(Beginning of Study text)
Stigmatizing animals through breed standards has no place in the United States
I keep seeing the word stigma in news reports, and I think it’s time to look at this word in relation to breed standards.
Animals who carry the “stigma” of something that is not allowed in a breed, whether color, height or type, often are shunned by that breed, either through standards that ban the animal or inspections that fail the animal.
The thing about stigmas is they disappear over time.
Yet the immediate damage is done when an animal’s genes are thrown out as unacceptable for that breed. How many wonderful individuals are prevented from being created or included because of a temporary bias against these petty stigmas?
Let’s look at a couple of stigmas.
“Ms. Magazine” in May 2011 looked at breast cancer in women in Arab countries. Women don’t get screened, much less treated, in these countries because breast cancer is considered a stigma. Once women know they have the disease, they hide it. THEY HIDE IT because they are now viewed as deformed, unworthy of marrying or unattractive to their husband.
Compare that to the United States, where women don pink T-shirts and parade in front of millions every June to celebrate the fact that they survived breast cancer. Women reporters with breast cancer cover their ordeal blow by blow on video. As they should. It’s helpful to other sufferers and puts the disease on the radar of those who don’t have it.
Breast cancer should not be a stigma. And countries should rally around sufferers and help them survive. Yet for millions of Arab women, breast cancer is a silent death sentence.
Not so long ago, being a professional women was a stigma. I don’t mean back in the days of caves. I mean 1870, when my great-grandparents were growing up.
A woman named Belva Lockwood wanted to attend law school at Columbian College in the District of Columbia. Over the objections of trustees, who thought she’d be a distraction to male students, she was allowed into the school but not granted a diploma after completing her classes. Thus, she could not be admitted to the bar. She appealed to Ulysses S. Grant, then president, and received her diploma shortly thereafter at the age of 43. Still, in court, she faced judges who said she had no right to speak and removed her from the room.
(End of Study text)
(Beginning of Material provided)
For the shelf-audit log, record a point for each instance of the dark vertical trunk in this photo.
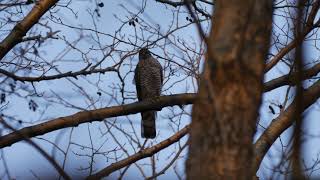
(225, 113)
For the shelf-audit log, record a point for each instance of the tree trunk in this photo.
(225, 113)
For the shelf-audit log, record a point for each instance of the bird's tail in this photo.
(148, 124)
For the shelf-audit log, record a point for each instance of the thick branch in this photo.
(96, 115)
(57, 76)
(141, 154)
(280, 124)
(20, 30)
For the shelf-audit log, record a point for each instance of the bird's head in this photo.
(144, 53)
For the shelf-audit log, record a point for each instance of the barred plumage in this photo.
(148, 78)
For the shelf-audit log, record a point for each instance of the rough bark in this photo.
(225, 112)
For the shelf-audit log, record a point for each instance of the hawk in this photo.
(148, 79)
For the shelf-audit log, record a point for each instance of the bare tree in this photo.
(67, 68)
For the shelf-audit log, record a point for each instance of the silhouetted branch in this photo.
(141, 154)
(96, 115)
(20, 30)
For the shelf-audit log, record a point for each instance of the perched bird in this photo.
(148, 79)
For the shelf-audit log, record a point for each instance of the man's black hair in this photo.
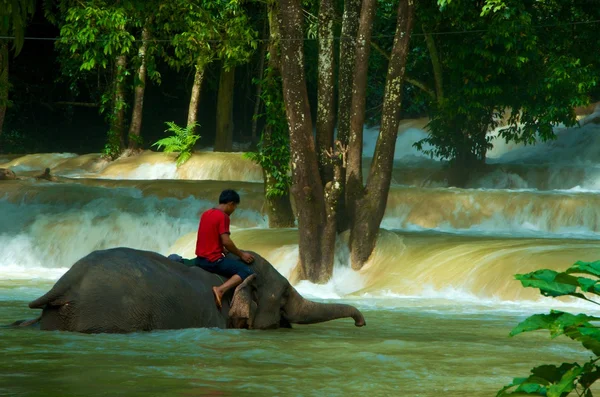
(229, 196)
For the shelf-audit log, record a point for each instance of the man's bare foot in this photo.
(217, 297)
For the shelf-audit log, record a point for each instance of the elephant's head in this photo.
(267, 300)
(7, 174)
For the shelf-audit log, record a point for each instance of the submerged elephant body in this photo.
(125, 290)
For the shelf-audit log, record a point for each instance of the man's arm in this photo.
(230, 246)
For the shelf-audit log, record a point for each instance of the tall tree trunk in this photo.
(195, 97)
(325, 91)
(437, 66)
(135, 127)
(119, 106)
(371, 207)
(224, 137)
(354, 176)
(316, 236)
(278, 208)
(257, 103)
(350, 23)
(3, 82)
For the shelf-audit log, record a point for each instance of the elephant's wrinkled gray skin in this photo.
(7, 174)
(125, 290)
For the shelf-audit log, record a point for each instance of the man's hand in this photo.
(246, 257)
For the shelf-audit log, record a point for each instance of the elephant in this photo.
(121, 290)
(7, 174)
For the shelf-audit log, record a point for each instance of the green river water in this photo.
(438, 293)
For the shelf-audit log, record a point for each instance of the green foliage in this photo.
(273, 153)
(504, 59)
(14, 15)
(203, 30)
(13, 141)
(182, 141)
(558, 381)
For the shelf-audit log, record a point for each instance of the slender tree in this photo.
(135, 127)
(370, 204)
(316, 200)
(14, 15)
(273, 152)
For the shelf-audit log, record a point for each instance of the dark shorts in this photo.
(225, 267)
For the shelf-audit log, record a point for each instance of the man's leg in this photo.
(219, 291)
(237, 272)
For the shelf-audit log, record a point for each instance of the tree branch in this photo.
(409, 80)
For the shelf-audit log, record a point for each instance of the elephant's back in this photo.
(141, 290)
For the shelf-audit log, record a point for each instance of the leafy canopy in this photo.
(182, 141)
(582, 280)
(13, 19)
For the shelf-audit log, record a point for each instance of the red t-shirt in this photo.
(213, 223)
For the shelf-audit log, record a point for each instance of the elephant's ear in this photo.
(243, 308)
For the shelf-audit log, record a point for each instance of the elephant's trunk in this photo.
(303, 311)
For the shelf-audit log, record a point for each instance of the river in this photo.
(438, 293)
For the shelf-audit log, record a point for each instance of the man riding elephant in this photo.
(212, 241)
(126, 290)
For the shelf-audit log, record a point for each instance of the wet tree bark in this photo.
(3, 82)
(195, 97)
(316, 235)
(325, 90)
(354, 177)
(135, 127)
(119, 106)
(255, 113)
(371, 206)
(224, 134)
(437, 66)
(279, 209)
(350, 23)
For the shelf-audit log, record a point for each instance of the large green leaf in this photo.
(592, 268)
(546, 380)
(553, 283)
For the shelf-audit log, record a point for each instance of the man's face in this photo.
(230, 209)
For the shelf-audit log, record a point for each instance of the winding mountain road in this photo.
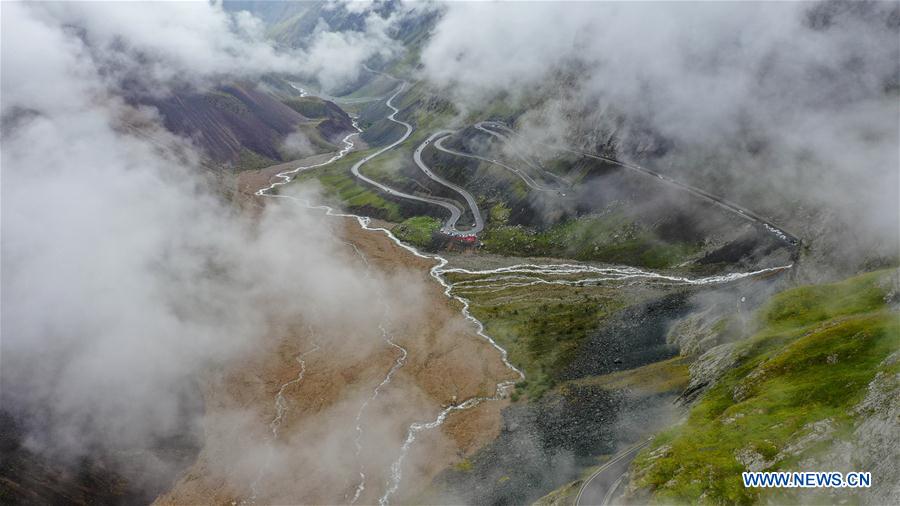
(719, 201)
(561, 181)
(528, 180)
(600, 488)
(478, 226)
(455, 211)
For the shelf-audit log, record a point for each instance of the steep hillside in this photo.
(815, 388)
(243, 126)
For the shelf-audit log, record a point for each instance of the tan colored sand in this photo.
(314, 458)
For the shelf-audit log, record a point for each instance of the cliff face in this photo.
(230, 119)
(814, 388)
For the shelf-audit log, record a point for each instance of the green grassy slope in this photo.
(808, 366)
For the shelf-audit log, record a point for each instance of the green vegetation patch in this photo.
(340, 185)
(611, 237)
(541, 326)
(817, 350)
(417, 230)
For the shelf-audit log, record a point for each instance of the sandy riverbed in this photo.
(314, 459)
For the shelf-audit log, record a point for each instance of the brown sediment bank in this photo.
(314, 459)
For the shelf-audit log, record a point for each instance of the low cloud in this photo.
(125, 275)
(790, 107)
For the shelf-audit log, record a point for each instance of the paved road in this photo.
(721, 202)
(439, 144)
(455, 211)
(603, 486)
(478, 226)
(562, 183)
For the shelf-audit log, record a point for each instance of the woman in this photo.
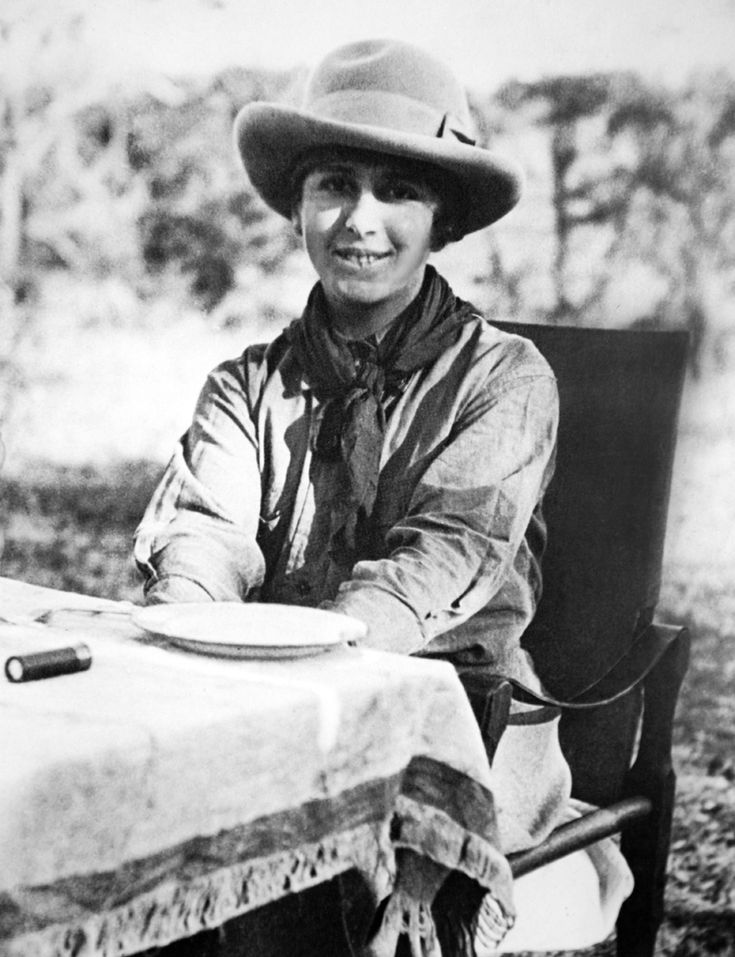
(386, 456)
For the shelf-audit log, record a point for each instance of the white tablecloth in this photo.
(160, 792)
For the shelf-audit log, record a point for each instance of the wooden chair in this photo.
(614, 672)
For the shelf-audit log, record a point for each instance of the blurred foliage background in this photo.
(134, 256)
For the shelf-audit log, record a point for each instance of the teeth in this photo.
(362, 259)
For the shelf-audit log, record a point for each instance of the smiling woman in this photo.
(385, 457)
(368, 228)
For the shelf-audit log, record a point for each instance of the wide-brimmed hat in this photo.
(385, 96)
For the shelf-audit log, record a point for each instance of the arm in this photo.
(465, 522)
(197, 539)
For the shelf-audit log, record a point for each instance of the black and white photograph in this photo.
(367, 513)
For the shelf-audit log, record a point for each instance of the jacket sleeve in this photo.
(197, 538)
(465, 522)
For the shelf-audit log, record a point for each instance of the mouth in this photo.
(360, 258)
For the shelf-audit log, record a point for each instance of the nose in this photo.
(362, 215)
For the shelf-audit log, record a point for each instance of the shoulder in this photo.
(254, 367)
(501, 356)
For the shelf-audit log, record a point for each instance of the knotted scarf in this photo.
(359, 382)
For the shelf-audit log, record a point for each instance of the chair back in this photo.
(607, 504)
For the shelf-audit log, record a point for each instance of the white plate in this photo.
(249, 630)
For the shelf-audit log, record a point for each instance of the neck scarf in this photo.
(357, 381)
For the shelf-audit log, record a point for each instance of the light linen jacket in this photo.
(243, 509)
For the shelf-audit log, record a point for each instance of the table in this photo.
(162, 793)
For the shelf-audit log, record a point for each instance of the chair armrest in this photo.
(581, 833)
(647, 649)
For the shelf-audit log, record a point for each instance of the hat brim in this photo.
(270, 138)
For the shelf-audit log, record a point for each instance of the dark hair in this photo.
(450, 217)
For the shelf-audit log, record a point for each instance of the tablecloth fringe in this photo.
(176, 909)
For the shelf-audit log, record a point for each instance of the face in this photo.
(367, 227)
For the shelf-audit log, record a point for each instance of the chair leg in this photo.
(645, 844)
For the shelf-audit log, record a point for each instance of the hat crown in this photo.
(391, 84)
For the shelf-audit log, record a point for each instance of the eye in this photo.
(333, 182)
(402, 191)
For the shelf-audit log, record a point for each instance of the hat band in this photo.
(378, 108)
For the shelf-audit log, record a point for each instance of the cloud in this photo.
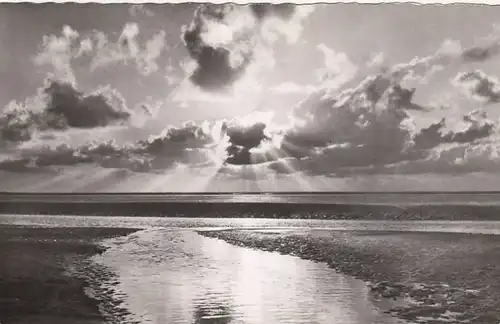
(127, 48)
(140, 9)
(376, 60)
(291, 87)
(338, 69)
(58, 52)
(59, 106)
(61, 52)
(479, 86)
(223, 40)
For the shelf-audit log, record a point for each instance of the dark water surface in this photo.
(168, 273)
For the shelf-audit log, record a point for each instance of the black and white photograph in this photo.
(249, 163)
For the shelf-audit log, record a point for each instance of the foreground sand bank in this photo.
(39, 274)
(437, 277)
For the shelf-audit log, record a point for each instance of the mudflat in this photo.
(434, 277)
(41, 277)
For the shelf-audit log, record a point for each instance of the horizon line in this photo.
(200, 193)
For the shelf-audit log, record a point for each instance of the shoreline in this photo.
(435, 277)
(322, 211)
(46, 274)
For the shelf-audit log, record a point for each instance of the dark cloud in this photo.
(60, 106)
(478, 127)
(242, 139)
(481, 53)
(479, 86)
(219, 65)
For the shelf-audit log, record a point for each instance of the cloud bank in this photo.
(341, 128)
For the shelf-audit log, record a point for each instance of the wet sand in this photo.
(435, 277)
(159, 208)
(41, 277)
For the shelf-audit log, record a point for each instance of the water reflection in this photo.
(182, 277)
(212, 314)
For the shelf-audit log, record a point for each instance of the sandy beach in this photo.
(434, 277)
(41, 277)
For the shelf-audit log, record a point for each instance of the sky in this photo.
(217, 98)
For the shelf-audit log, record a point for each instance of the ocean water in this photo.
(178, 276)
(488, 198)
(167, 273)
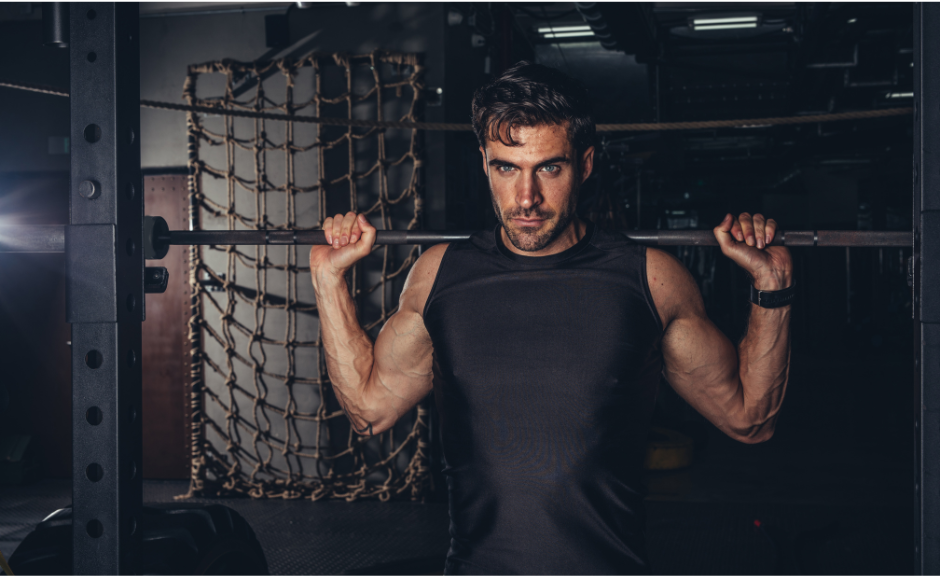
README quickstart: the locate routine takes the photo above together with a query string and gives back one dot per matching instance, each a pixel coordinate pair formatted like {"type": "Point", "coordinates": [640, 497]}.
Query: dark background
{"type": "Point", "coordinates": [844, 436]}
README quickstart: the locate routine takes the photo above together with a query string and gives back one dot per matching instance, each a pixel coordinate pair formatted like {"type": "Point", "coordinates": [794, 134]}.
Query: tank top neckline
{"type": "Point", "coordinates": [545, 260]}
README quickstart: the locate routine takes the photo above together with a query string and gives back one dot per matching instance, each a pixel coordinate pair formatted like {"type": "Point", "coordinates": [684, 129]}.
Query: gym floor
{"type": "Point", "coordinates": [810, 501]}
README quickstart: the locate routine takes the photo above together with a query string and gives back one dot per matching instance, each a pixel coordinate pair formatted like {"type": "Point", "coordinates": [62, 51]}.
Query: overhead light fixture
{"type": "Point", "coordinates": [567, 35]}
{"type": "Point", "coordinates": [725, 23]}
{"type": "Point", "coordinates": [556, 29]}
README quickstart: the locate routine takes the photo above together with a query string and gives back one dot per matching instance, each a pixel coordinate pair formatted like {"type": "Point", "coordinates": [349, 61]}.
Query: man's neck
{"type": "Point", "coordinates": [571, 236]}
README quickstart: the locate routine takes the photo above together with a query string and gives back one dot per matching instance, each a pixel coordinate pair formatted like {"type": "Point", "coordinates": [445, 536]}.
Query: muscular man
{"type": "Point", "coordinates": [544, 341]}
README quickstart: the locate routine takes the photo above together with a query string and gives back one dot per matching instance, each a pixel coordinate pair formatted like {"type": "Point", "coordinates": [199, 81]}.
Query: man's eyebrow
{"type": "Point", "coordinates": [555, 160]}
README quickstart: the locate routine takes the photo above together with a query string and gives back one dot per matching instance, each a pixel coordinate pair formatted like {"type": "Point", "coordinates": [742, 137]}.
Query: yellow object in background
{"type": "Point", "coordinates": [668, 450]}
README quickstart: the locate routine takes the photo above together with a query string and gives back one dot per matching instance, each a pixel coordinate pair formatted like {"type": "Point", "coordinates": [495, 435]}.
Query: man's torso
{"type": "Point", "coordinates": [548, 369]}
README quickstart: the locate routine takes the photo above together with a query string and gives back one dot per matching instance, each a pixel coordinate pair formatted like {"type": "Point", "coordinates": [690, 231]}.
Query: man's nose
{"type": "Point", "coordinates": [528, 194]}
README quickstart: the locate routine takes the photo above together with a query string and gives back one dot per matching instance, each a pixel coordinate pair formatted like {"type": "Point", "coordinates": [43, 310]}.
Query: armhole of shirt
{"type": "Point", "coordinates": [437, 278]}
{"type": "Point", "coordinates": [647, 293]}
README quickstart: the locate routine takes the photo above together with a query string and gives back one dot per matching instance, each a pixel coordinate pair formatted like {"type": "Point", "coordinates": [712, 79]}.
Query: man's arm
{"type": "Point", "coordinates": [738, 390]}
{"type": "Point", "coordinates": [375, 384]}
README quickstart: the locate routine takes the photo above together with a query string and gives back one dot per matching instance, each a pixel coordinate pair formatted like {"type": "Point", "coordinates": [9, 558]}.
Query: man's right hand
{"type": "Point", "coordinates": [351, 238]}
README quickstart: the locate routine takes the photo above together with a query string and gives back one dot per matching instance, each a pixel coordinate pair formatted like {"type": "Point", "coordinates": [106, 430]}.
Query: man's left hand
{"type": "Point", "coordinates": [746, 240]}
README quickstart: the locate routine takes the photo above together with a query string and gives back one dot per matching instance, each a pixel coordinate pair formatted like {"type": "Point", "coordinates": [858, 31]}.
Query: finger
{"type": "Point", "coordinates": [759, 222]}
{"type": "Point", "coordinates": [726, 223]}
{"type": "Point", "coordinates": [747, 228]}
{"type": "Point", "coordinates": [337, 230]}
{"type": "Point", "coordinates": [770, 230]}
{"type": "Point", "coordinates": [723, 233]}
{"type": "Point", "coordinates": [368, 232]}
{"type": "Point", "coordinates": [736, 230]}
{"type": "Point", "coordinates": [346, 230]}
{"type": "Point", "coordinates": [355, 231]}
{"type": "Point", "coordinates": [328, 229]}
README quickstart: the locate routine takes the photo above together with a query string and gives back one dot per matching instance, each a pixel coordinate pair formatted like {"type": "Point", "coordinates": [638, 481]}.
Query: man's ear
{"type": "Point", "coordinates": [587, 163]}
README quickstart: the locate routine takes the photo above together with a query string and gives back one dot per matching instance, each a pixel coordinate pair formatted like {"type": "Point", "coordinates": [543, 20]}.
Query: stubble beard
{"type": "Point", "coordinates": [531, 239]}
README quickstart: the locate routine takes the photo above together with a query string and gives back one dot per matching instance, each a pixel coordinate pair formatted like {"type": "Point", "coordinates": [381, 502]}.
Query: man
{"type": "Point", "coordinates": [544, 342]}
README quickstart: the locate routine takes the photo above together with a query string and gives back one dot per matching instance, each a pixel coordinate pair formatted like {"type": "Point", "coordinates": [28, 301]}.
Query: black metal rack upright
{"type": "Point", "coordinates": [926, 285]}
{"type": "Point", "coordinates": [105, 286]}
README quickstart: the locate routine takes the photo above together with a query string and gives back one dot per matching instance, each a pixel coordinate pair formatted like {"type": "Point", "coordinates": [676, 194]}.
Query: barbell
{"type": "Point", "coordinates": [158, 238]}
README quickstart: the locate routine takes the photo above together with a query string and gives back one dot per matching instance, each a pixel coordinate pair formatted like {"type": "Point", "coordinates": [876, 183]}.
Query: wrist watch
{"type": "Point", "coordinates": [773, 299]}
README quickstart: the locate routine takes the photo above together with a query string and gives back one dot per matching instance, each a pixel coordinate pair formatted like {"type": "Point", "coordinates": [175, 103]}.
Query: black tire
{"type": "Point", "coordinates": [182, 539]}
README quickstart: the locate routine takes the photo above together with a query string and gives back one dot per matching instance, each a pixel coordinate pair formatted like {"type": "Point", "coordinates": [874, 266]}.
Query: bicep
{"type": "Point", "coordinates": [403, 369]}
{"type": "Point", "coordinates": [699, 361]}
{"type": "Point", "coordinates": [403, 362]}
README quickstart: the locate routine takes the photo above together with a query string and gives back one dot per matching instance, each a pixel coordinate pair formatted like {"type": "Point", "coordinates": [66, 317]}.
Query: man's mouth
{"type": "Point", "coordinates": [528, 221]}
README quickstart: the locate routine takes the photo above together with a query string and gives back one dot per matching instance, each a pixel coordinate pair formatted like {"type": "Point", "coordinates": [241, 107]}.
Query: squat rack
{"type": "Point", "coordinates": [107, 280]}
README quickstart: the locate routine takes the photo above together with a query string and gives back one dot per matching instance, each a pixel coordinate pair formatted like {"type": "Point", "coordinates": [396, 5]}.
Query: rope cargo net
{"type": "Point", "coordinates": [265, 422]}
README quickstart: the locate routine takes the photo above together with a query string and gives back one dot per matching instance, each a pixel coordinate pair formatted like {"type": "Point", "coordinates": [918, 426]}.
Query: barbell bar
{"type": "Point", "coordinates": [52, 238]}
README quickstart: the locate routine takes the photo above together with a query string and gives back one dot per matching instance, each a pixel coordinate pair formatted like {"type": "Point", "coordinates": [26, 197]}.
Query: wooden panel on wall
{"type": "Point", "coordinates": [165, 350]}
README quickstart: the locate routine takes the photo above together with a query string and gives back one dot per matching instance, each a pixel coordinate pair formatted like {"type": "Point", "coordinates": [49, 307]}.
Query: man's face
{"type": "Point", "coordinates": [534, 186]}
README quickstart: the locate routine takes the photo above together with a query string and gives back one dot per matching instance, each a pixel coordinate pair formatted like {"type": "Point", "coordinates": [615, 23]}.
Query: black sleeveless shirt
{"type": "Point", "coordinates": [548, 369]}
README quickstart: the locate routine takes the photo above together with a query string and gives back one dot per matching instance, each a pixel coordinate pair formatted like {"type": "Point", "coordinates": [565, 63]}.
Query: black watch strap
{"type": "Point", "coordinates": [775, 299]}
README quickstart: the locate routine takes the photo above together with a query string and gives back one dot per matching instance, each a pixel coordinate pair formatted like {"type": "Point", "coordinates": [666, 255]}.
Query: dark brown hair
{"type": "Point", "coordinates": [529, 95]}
(End of Material provided)
-- To do --
Write the next part of the essay on stigma and breed standards, starting after the sentence about judges removing Belva Lockwood from the room.

-- Output for this exercise --
She went on to run for president of the United States in 1884 and 1888, though women could not vote for her.
Needless to say, we’ve come a long way in this country in little over a century.
There are more hurdles to clear, but, legally, women can’t be excluded anymore. Think how many great American women weren’t allowed to be part of the political dialogue because men didn’t want them there.
I see no difference between either of these examples and any breed standard that excludes an animal from being part of any breed. Whether some humans who control that breed society like it or not, that animal has every right to be a part of that group.
Let anyone say differently, and I will point out a stigma on that person that offends somebody someplace in the world and would get the person excluded if the person weren’t so lucky as to live in the United States. Need I point out again that the American inspectors are all women.
Let’s let our animals enjoy the same stigma-free environment provided by this great nation. Unless these women inspectors approve of stigmas and would like to be prevented from basic rights, as well.